-- START OF QUOTED TEXT --

Using suffix array algorithm for Burrows Wheeler transform

Tags:

I've sucessfully implemented a BWT stage (using regular string sorting) for a compression testbed I'm writing. I can apply the BWT and then inverse BWT transform and the output matches the input. Now I wanted to speed up creation of the BW index table using suffix arrays. I have found 2 relatively simple, supposedly fast O(n) algorithms for suffix array creation, DC3 and SA-IS which both come with C++/C source code. I tried using the sources (out-of-the-box compiling SA-IS source can also be found here), but failed to get proper a proper suffix array / BWT index table out. Here's what I've done:

T=input data, SA=output suffix array, n=size of T, K=alphabet size, BWT=BWT index table
I work on 8-bit bytes, but both algorithms need a unique sentinel / EOF marker in form of a zero byte (DC3 needs 3, SA-IS needs one), thus I convert all my input data to 32-bit integers, increase all symbols by 1 and append the sentinel zero bytes. This is T.
I create an integer output array SA (of size n for DC3, n+1 for KA-IS) and apply the algorithms. I get results similar to my sorting BWT transform, but some values are odd (see UPDATE 1). Also the results of both algorithms differ slightly. The SA-IS algorithm produces an excess index value at the front, so all results need to be copied left by one index (SA[i]=SA[i+1]).
To convert the suffix array to the proper BWT indices, I subtract 1 from the suffix array values, do a modulo and should have the BWT indices (according to this): BWT[i]=(SA[i]-1)%n.

This is my code to feed the SA algorithms and convert to BWT. You should be able to more or less just plug in the SA construction code from the papers:

std::vector<int32_t> SuffixArray::generate(const std::vector<uint8_t> & data)
{
    std::vector<int32_t> SA;
    if (data.size() >= 2)
    {
        //copy data over. we need to append 3 zero bytes, 
        //as the algorithm expects T[n]=T[n+1]=T[n+2]=0
        //also increase the symbol value by 1, because the algorithm alphabet is [1,K]
        //(0 is used as an EOF marker)

-- END OF QUOTED TEXT --

ACTIONS TO TAKE:
• a. Answer these questions from the suffix array post:
(i) How many sentinel zero bytes does DC3 need?
(ii) What formula converts suffix array values to BWT indices?
(iii) According to the code comments, why is each symbol value increased by 1?
• b. Output the suffix array post word for word, from "To convert the" up to and including "std::vector<uint8_t> & data)".

-- START OF DATA SHOWN --

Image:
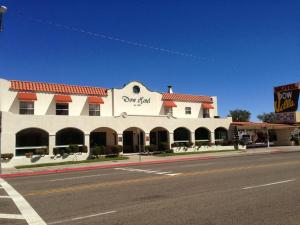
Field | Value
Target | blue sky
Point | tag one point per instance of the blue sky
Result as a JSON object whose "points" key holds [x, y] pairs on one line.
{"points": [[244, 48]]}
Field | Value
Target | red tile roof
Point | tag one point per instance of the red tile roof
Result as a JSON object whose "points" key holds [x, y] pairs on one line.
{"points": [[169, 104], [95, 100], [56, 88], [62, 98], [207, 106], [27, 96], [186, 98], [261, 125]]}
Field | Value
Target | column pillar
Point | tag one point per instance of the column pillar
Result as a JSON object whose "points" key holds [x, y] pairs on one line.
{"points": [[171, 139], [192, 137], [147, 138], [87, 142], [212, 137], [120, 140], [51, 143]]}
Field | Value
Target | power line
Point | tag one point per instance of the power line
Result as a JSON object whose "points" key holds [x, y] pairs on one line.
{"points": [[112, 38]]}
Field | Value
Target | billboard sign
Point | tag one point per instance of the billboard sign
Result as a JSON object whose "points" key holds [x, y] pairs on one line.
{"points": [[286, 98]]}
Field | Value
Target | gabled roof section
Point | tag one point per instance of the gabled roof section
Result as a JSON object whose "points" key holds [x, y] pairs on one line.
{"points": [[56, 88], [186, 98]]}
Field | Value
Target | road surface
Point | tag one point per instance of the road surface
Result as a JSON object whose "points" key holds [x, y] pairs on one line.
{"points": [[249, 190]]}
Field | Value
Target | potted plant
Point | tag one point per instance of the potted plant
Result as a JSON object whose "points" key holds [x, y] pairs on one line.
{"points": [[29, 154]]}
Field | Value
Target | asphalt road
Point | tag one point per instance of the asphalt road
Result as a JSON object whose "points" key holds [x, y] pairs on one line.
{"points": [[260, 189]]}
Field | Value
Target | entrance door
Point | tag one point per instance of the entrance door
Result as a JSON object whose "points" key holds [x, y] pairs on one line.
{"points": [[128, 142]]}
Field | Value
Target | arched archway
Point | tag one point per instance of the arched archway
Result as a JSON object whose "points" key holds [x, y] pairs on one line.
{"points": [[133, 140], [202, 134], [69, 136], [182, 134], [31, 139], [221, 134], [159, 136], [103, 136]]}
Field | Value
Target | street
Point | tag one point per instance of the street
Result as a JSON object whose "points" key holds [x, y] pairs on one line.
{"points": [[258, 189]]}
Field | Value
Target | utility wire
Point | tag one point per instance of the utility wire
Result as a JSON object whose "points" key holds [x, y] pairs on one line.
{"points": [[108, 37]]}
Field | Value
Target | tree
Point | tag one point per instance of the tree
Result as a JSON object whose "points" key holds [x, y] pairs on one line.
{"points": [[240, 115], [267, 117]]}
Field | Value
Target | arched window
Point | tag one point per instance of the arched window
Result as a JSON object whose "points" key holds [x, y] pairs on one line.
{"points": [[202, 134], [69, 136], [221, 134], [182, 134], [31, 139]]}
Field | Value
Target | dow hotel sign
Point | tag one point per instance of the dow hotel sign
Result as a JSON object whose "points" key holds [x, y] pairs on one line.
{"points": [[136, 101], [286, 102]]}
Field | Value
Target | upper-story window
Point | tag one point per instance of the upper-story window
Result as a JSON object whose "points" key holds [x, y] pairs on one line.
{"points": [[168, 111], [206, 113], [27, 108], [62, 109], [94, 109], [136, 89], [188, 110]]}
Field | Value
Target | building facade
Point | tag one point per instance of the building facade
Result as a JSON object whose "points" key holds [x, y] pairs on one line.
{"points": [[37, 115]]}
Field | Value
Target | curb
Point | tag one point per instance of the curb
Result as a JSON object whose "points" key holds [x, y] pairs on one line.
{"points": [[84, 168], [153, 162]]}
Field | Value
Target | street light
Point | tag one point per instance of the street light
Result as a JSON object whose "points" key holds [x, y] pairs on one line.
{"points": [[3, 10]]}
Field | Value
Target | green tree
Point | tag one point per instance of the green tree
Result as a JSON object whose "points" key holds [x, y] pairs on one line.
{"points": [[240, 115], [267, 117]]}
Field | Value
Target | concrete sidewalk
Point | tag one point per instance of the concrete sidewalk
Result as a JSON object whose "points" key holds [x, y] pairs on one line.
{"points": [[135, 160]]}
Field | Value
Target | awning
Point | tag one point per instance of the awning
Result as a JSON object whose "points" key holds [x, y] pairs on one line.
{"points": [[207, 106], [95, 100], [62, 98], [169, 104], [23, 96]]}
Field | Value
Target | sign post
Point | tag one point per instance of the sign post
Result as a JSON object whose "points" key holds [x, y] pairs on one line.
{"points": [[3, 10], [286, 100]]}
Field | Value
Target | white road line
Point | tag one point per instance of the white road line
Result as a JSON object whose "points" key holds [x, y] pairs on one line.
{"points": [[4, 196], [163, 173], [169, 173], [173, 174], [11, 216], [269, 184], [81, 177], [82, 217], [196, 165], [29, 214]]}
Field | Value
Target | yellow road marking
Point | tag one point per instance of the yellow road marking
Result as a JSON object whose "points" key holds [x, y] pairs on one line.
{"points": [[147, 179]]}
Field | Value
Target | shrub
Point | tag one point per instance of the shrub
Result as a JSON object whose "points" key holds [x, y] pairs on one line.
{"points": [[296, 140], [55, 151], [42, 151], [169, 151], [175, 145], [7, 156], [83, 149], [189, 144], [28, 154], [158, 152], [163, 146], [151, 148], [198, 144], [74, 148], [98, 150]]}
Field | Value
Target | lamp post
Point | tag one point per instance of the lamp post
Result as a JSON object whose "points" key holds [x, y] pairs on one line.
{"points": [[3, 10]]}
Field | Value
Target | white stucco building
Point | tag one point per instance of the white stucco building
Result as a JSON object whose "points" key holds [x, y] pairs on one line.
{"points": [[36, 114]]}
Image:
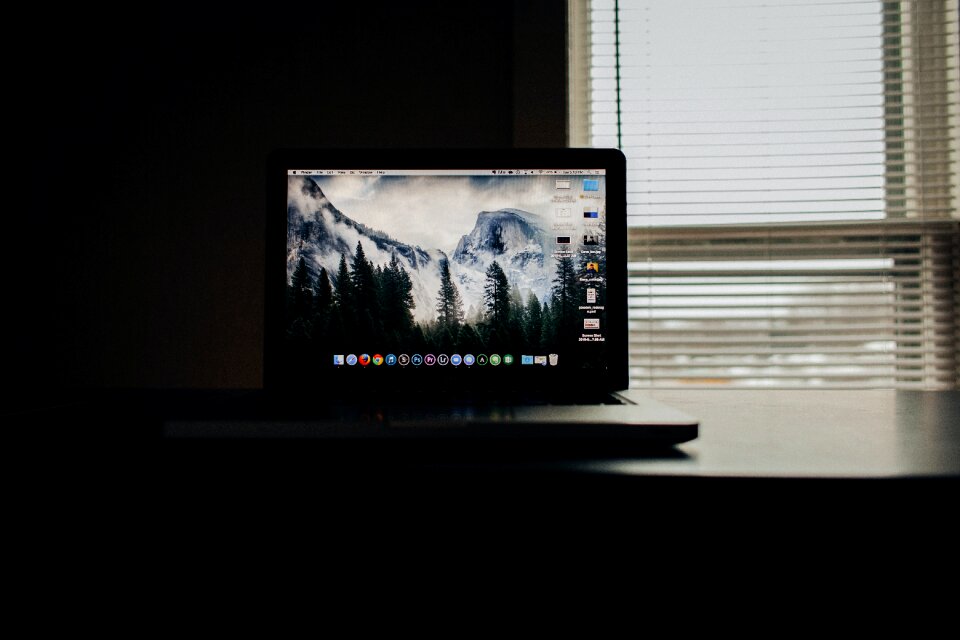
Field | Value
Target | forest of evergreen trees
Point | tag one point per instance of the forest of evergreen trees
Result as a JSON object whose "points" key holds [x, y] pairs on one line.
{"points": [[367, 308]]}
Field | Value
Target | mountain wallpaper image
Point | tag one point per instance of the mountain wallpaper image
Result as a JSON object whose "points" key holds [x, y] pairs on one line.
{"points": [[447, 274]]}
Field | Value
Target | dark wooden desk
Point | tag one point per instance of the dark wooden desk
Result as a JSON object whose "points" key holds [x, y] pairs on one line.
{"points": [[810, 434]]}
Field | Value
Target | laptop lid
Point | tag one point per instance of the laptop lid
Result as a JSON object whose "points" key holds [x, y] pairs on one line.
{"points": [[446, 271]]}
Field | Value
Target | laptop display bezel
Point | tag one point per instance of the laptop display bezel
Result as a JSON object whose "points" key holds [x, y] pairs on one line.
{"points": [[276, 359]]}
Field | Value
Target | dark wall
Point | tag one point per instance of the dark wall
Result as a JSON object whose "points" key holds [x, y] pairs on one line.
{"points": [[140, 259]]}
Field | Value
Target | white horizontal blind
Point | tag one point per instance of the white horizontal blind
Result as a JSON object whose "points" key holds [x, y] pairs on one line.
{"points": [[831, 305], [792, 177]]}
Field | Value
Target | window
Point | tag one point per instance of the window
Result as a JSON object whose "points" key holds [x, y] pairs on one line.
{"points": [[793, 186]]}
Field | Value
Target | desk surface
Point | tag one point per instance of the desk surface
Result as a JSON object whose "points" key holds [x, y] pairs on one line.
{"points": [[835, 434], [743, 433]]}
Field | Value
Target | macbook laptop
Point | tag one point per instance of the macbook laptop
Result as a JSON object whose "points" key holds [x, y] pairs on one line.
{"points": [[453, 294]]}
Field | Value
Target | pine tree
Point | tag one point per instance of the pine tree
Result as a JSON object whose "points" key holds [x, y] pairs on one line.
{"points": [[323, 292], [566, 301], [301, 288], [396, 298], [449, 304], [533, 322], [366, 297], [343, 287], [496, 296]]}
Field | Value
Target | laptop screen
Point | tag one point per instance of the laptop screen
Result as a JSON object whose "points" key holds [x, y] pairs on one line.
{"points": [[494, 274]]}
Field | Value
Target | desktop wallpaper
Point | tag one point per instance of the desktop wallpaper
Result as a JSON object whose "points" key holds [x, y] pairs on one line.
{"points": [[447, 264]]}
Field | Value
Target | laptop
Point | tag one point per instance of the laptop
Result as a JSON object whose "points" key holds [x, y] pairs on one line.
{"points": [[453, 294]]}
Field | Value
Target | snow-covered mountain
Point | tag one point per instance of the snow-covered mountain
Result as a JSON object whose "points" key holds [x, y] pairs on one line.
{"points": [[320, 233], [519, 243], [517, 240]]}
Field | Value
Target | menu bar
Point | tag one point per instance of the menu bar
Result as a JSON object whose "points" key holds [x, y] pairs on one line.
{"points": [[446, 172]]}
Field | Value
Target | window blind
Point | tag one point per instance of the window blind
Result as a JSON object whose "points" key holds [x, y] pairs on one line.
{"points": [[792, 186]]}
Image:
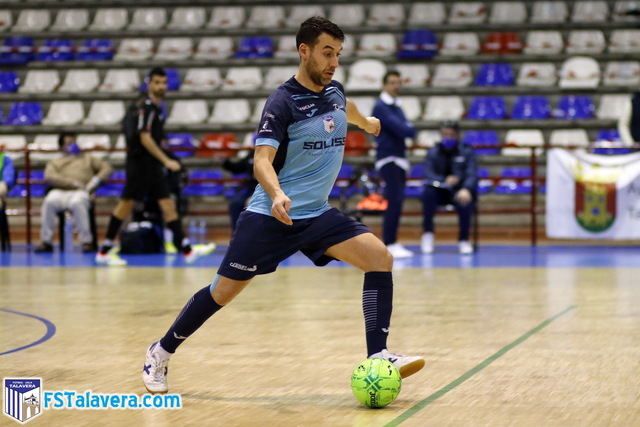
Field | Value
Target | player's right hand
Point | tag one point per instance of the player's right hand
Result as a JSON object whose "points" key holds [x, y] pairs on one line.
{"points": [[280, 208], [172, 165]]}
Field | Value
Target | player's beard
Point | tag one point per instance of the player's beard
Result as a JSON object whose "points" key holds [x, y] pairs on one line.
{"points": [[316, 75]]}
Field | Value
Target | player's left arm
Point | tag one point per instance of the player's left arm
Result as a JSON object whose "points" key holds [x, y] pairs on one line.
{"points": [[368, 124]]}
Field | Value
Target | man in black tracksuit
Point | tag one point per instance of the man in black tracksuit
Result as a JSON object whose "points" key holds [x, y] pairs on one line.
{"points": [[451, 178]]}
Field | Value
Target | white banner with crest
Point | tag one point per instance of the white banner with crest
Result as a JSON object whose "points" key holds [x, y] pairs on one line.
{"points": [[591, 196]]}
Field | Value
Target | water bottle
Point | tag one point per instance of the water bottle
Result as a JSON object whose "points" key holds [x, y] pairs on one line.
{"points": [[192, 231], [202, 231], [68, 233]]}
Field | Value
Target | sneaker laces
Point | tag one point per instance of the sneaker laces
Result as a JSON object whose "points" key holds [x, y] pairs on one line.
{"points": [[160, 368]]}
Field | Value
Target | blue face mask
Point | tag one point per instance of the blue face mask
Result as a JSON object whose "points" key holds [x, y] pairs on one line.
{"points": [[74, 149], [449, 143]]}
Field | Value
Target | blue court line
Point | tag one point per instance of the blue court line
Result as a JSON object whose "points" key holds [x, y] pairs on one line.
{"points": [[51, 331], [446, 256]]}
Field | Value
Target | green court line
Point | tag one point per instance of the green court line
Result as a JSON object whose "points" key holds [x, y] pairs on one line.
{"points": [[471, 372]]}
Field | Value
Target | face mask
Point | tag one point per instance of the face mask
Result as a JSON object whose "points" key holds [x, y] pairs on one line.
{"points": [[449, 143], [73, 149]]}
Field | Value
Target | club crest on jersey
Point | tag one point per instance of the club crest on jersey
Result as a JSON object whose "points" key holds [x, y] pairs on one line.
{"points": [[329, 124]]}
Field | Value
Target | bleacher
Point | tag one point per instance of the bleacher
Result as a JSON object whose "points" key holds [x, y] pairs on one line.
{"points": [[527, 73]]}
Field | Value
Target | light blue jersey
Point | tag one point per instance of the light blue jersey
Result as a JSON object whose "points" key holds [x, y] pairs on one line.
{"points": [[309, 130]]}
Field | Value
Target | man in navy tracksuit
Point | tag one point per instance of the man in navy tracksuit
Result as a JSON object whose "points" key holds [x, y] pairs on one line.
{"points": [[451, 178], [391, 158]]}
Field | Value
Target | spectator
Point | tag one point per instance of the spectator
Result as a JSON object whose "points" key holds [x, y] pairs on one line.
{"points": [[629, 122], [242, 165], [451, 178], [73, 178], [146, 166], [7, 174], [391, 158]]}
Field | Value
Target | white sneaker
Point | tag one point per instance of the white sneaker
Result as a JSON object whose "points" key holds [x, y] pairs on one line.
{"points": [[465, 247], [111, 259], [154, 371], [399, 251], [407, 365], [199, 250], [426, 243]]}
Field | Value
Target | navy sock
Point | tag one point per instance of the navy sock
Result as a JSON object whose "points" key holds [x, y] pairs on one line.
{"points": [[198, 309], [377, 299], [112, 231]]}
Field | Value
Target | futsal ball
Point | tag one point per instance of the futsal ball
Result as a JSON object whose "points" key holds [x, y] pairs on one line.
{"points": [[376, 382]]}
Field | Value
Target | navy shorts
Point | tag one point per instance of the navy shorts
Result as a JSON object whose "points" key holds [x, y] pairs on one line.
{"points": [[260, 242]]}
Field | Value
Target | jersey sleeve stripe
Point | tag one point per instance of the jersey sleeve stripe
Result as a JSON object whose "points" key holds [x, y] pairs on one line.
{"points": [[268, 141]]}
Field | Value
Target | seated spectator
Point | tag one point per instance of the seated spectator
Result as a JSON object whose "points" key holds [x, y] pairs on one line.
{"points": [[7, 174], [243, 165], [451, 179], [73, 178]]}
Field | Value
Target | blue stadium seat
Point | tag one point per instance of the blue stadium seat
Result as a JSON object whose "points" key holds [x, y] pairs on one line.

-- END OF DATA SHOWN --

EXPECTED ANSWERS:
• a.
(i) Three.
(ii) BWT[i]=(SA[i]-1)%n
(iii) The algorithm's alphabet is [1,K], and 0 is used as an EOF marker.

• b.
To convert the suffix array to the proper BWT indices, I subtract 1 from the suffix array values, do a modulo and should have the BWT indices (according to this): BWT[i]=(SA[i]-1)%n.

This is my code to feed the SA algorithms and convert to BWT. You should be able to more or less just plug in the SA construction code from the papers:

std::vector<int32_t> SuffixArray::generate(const std::vector<uint8_t> & data)